__To do__: With "rough" as the search word, show every line of the material that has it.

__Provided data__:
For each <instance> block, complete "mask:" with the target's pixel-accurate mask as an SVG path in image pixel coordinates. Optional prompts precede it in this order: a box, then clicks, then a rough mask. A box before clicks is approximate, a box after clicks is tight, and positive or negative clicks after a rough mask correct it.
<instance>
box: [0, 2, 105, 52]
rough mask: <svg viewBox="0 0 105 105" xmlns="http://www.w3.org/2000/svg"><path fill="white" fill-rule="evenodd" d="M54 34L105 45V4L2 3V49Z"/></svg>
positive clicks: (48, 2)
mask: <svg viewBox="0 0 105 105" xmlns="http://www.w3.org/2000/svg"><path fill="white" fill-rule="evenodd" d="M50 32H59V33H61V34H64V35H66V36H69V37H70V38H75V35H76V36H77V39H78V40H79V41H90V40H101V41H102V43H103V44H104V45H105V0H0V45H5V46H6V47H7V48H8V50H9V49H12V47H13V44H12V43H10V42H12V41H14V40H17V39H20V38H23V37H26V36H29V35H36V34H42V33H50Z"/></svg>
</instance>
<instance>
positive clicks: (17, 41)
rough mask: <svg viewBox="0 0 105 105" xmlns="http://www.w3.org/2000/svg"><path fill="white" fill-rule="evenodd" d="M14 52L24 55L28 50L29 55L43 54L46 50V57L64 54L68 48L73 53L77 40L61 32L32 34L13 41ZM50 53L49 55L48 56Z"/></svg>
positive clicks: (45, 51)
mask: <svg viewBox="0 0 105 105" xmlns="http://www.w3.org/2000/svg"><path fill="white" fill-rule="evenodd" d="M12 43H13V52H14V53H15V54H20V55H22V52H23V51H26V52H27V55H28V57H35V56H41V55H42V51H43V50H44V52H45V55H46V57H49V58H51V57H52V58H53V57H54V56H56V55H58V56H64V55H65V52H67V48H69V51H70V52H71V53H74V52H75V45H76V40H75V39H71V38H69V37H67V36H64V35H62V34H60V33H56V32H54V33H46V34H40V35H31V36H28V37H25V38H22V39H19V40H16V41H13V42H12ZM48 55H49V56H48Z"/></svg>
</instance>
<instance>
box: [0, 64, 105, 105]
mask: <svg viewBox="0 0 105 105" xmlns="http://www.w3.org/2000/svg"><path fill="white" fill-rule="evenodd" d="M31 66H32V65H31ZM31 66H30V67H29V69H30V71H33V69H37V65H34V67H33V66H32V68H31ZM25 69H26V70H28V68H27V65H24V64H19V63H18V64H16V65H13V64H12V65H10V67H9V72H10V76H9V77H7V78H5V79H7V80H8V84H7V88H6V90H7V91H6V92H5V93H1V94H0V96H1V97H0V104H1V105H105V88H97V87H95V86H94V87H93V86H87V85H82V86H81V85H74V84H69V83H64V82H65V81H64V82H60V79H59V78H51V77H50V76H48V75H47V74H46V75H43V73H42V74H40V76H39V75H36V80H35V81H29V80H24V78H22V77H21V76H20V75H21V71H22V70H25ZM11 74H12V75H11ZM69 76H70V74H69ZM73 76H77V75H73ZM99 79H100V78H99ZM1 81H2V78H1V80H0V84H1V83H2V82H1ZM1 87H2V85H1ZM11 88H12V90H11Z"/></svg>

__Solution to the problem__:
For each <instance> block, complete "mask:" with the target's pixel-accurate mask as an SVG path in image pixel coordinates. Optional prompts precede it in this order: a box, then clicks, then a rough mask. A box before clicks is approximate, a box after clicks is tight, and positive or negative clicks after a rough mask correct it.
rough mask: <svg viewBox="0 0 105 105" xmlns="http://www.w3.org/2000/svg"><path fill="white" fill-rule="evenodd" d="M54 34L105 45V4L2 3V49Z"/></svg>
rough mask: <svg viewBox="0 0 105 105" xmlns="http://www.w3.org/2000/svg"><path fill="white" fill-rule="evenodd" d="M14 52L24 55L28 50L29 55L43 54L46 50V57L64 54L68 48L73 53L77 40L61 32L32 34L13 41ZM50 53L49 55L48 56Z"/></svg>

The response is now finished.